__Description of the task__
Of the entries below, return exactly those lines that fall between the one containing "Target: attic window" and the one containing "Target: wooden house", the two end lines included.

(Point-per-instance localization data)
▬▬▬▬▬▬▬▬▬▬

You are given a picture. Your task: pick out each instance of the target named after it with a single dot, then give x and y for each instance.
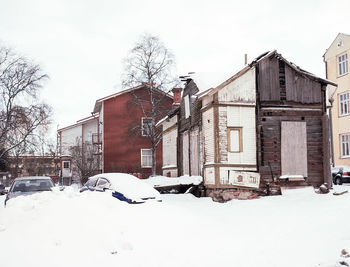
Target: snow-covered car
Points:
(341, 174)
(29, 185)
(3, 190)
(124, 187)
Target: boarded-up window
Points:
(345, 145)
(235, 140)
(187, 107)
(146, 158)
(185, 153)
(294, 148)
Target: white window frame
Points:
(239, 131)
(187, 107)
(345, 145)
(342, 64)
(146, 163)
(143, 129)
(344, 104)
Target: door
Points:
(66, 172)
(293, 148)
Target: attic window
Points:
(342, 64)
(187, 107)
(340, 42)
(235, 140)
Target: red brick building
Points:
(125, 146)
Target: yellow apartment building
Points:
(337, 70)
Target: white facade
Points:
(229, 133)
(75, 135)
(170, 136)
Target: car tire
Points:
(337, 181)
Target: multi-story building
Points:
(336, 61)
(124, 128)
(117, 134)
(80, 150)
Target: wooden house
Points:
(267, 122)
(123, 125)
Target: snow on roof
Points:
(171, 114)
(257, 60)
(80, 122)
(98, 103)
(167, 181)
(339, 34)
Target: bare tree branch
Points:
(20, 112)
(150, 64)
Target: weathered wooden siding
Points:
(269, 84)
(243, 117)
(241, 90)
(269, 143)
(185, 153)
(222, 138)
(194, 152)
(284, 94)
(300, 89)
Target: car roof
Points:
(32, 178)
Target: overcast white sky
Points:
(80, 44)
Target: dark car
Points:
(341, 174)
(122, 186)
(3, 190)
(29, 185)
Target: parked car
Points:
(341, 174)
(29, 185)
(3, 190)
(124, 187)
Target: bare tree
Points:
(150, 64)
(21, 113)
(84, 159)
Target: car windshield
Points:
(91, 182)
(32, 185)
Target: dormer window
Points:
(340, 42)
(342, 64)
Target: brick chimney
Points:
(177, 97)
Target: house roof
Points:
(98, 103)
(171, 114)
(339, 34)
(79, 122)
(253, 64)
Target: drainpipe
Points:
(331, 100)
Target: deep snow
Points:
(299, 228)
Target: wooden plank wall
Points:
(269, 150)
(269, 80)
(300, 89)
(284, 94)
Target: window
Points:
(89, 136)
(235, 140)
(146, 158)
(343, 64)
(102, 183)
(146, 126)
(345, 145)
(344, 104)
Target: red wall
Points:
(122, 145)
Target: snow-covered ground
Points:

▬▬▬▬▬▬▬▬▬▬

__Result of the exercise__
Target: attic window
Points:
(342, 64)
(187, 107)
(340, 42)
(235, 140)
Target: red brick building
Points:
(125, 146)
Target: yellow apartment building
Points:
(337, 70)
Target: white facade
Points:
(229, 133)
(75, 135)
(170, 136)
Target: car tire
Points:
(337, 181)
Target: multi-story building
Points:
(336, 61)
(124, 128)
(117, 134)
(80, 150)
Target: wooden house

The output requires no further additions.